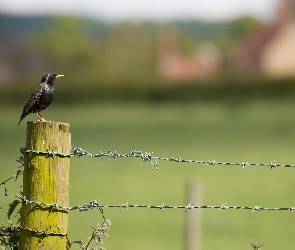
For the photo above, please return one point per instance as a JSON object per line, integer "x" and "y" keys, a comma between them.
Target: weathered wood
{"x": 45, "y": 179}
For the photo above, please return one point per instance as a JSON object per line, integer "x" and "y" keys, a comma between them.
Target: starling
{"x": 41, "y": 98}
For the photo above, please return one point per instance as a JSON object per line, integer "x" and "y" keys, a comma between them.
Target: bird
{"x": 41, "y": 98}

::::::

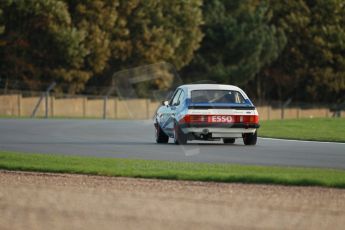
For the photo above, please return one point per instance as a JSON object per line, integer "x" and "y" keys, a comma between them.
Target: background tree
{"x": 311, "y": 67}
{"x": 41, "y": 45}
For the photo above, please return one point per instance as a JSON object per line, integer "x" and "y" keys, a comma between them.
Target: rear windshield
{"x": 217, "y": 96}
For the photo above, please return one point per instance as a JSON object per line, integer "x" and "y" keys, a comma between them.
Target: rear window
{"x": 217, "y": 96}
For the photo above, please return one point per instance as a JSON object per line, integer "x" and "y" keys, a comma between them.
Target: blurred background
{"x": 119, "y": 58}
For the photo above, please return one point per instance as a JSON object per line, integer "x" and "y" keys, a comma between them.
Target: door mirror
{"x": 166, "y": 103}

::::::

## EXERCISE REQUIREMENTS
Gather every line from the rows above that contains the string "rear" and copy each such line unchanged. Treat the match as case-sensitive.

## ANSWER FOR THE TASK
Target: rear windshield
Target: rear window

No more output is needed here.